» **WHAT TO WORK ON**
A verbatim copy of the records below, pictures omitted, is the task.
"""
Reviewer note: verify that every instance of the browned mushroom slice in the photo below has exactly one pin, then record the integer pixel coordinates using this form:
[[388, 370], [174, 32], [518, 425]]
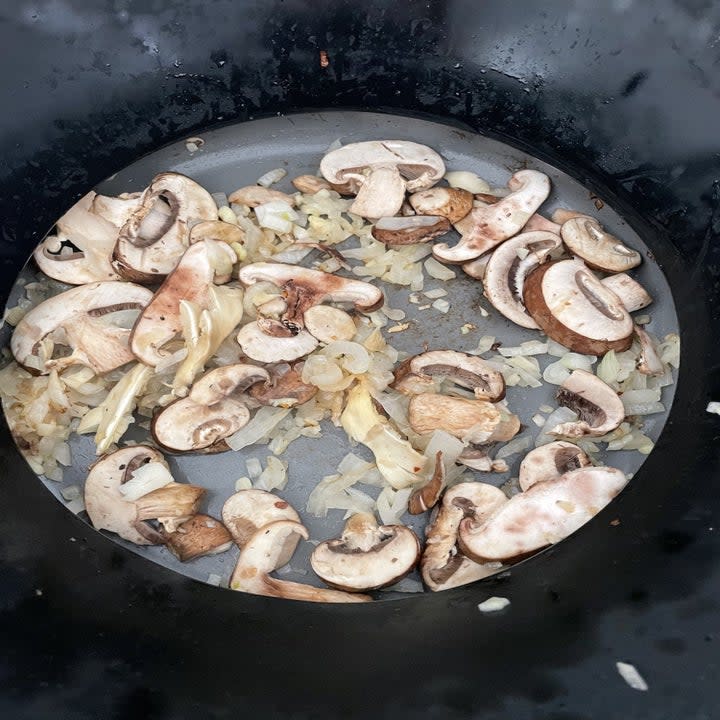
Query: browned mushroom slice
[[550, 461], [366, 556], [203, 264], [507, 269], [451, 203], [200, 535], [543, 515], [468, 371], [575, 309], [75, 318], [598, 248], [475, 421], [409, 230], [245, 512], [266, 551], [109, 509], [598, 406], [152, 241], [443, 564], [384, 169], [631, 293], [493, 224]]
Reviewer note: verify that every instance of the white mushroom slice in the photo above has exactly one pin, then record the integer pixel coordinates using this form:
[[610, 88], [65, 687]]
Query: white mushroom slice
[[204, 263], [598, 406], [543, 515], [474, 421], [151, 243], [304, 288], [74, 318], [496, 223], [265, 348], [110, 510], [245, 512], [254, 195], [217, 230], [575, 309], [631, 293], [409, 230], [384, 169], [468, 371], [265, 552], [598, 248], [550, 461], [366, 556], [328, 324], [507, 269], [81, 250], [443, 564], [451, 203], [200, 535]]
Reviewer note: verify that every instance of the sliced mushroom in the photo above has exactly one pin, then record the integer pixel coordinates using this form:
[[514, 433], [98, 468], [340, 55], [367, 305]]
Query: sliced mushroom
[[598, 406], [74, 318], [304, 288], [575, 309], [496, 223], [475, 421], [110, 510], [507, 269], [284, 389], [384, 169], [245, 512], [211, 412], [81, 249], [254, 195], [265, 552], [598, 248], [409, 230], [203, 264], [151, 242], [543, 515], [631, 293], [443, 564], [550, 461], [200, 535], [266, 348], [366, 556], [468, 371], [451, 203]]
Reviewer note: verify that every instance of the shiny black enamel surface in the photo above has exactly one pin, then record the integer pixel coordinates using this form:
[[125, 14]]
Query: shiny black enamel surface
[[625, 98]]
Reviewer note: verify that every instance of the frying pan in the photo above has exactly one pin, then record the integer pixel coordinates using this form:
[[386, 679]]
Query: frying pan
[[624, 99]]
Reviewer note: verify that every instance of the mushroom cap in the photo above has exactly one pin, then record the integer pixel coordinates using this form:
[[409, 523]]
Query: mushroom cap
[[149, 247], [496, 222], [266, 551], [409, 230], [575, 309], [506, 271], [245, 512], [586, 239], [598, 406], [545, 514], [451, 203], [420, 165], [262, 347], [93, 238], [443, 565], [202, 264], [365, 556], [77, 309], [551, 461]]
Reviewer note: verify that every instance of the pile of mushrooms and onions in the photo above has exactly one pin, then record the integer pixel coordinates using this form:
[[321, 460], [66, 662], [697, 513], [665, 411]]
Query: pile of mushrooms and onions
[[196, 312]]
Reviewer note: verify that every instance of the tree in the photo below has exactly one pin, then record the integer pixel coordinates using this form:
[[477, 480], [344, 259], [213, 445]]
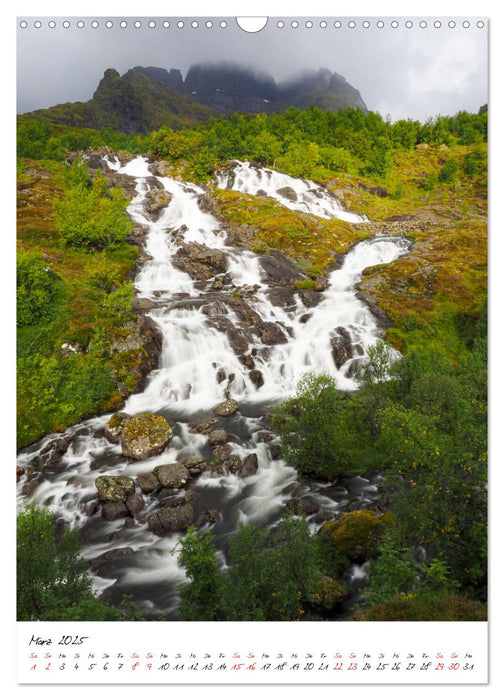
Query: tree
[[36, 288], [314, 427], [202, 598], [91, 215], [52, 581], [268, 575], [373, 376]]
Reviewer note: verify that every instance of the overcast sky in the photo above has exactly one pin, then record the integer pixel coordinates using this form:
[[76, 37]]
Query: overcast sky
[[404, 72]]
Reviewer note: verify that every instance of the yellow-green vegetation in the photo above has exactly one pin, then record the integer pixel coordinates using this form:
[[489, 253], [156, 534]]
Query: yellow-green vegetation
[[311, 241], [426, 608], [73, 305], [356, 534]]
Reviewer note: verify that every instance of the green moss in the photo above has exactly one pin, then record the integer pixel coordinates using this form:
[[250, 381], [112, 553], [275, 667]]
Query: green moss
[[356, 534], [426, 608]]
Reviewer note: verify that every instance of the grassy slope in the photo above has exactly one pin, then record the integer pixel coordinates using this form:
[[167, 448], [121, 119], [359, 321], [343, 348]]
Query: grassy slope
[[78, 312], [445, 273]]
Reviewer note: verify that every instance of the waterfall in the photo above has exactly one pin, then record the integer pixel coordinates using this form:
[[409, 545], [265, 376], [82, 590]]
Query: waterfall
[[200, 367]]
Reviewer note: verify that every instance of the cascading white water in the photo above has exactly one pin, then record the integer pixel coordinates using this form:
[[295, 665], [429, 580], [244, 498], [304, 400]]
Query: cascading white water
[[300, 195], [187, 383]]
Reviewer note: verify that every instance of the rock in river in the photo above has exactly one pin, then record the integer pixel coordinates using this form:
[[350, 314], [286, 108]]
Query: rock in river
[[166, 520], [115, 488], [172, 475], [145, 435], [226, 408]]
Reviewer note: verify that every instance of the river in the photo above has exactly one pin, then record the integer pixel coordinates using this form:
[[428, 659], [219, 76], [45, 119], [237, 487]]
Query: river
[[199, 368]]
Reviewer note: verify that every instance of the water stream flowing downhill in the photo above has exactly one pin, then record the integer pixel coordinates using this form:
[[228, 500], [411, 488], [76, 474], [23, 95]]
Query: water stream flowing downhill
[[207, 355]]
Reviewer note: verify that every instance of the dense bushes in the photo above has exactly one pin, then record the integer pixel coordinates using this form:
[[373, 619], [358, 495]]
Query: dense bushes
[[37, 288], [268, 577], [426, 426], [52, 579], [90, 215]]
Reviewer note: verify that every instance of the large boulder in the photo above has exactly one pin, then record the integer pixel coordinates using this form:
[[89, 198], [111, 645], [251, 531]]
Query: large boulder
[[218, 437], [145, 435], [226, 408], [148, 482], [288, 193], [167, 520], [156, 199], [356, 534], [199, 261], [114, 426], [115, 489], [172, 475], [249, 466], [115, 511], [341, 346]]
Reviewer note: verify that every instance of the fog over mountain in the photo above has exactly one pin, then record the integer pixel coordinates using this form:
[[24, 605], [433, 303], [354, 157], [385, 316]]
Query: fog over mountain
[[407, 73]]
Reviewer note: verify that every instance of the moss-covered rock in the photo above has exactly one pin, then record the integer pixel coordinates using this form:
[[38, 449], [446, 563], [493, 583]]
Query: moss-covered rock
"""
» **OUTPUT OF THE EXERCISE**
Reviewer note: verify that every instance of the browned mushroom slice in the photo below has exactly one pin, then record the integer pixel coordinates using this form:
[[388, 370], [174, 32], [518, 425]]
Query: browned mushroom slice
[[550, 461], [366, 556], [203, 264], [507, 269], [451, 203], [200, 535], [543, 515], [468, 371], [575, 309], [75, 318], [598, 248], [475, 421], [409, 230], [245, 512], [266, 551], [109, 509], [598, 406], [152, 241], [443, 564], [384, 169], [631, 293], [493, 224]]
Reviewer note: verify that every instance of the white mushroom slice in the photo above has exactly one pin, then record the integer pixel coordinates using this form:
[[610, 88], [65, 687]]
Query: white mushroom slice
[[204, 263], [598, 406], [543, 515], [474, 421], [151, 243], [304, 288], [74, 318], [496, 223], [265, 348], [110, 510], [245, 512], [254, 195], [217, 230], [575, 309], [631, 293], [409, 230], [384, 169], [468, 371], [265, 552], [598, 248], [550, 461], [366, 556], [328, 324], [507, 269], [81, 250], [443, 564], [451, 203], [200, 535]]
Reviewer note: verify that every instance of the sliced mushroom in the photo above has exactly one pin, then record the integer pixel coordinates using this form:
[[514, 433], [98, 468], [340, 55], [367, 305]]
Query: sliced mushroom
[[598, 406], [74, 318], [304, 288], [575, 309], [496, 223], [475, 421], [110, 510], [507, 269], [284, 389], [384, 169], [245, 512], [211, 412], [81, 249], [254, 195], [265, 552], [598, 248], [409, 230], [203, 264], [151, 242], [543, 515], [631, 293], [443, 564], [550, 461], [200, 535], [266, 348], [366, 556], [468, 371], [451, 203]]
Reviewer note: verify that every instance of the shiny black enamel surface in the photo above has exactly one pin, then record the integer pixel coordinates using this form:
[[125, 14]]
Query: shiny black enamel surface
[[625, 98]]
Reviewer note: verify that every instance of the frying pan in the photo above has exactly one pin, then record the integer pixel coordinates using this form:
[[386, 679]]
Query: frying pan
[[624, 99]]
Reviewer note: verify that every instance of the mushroom cap in the photo above has exactly one pin, then record the integer pixel coordinates using this form:
[[409, 523]]
Query: mushroom cap
[[149, 247], [496, 222], [266, 551], [409, 230], [575, 309], [506, 271], [245, 512], [586, 239], [598, 406], [545, 514], [451, 203], [420, 165], [262, 347], [93, 238], [443, 565], [202, 264], [365, 556], [77, 309], [551, 461]]
Reviewer note: verify that every instance of the pile of mushrooms and onions in the photo above has exactly one pin, then record the integer pixel coordinates using this form:
[[321, 460], [66, 662], [697, 513], [665, 411]]
Query: pile of mushrooms and onions
[[196, 312]]
Reviewer note: verify that every instance of the tree in the photo below has exactly one pin, then record the integer pixel coordinates using this form:
[[477, 480], [344, 259], [213, 445]]
Query: tree
[[36, 288], [314, 427], [202, 598], [91, 215], [52, 581], [268, 575], [373, 376]]
Reviewer note: verify that every instance of the overcast sky in the photo above has exactly one pin, then record the integer pixel coordinates using this form:
[[76, 37]]
Query: overcast sky
[[404, 72]]
Reviewer note: verify that every instance of the yellow-green vegetation in the photo above has exactly one pin, then record the integer pixel coordinates using this form:
[[489, 253], [156, 534]]
Query: yellow-green vegetation
[[311, 241], [426, 608], [73, 305], [356, 534]]
Reviewer note: verify that every instance of the green moss in the photo above has exactly one pin, then record the integer pixel coordinates using this form:
[[250, 381], [112, 553], [275, 667]]
Query: green moss
[[356, 534], [426, 608]]
Reviewer note: verify that every instance of the grassy slope in the photo above has exactly one pin, then record the integer pixel coordinates using this form:
[[167, 448], [121, 119], [359, 321], [343, 348]]
Query: grassy slope
[[78, 312], [445, 273]]
Reviewer note: verify that every instance of the waterfall in the photo above has exactly one pin, then record the integer pixel coordinates using this form:
[[409, 545], [265, 376], [82, 590]]
Query: waterfall
[[200, 367]]
Reviewer note: verify that every instance of the cascading white water in the photo above has exactly one pin, then record the integer pixel coordinates using this form:
[[295, 665], [429, 580], [244, 498], [304, 400]]
Query: cascading white water
[[300, 195], [187, 383]]
Reviewer note: verify that every instance of the rock in river in the photo above has exactly one pin, then record the integer pixel coordinates using this form:
[[350, 314], [286, 108]]
Query: rock in river
[[166, 520], [115, 488], [172, 475], [145, 435], [226, 408]]
Reviewer note: verify that every instance of the river in the photo above has exactly one pin, then record the integer pixel coordinates using this form:
[[428, 659], [219, 76], [45, 119], [237, 487]]
Query: river
[[199, 368]]
Reviewer note: verify that every instance of the water stream flowing downhill in the photo above has exactly one pin, then record the integer pixel coordinates using this form:
[[228, 500], [411, 488], [76, 474], [23, 95]]
Query: water stream flowing downhill
[[207, 355]]
Reviewer note: verify that every instance of the dense bushes in the photo above has exactly one pin, then record the integer pixel coordinates using this form:
[[373, 619], [358, 495]]
Query: dense bushes
[[37, 288], [268, 577], [426, 426], [52, 579], [90, 215]]
Reviewer note: verify that every instance of the large boulder in the photo above has exactly one pin, then record the integer pixel coordinates using this form:
[[89, 198], [111, 645], [251, 531]]
Query: large boulder
[[218, 437], [145, 435], [226, 408], [148, 482], [288, 193], [167, 520], [156, 199], [356, 534], [199, 261], [114, 426], [115, 489], [172, 475], [249, 466], [115, 511], [341, 346]]
Reviewer note: verify that every instance of the fog over mountain in the photo above has exactly one pin, then record the integer pixel coordinates using this form:
[[24, 605], [433, 303], [354, 157], [385, 316]]
Query: fog over mountain
[[407, 73]]
Reviewer note: verify that every instance of the moss-covered rock in the photo above has exactly one pin, then record the integer pixel coordinates using this form:
[[38, 449], [446, 563], [493, 583]]
Query: moss-covered rock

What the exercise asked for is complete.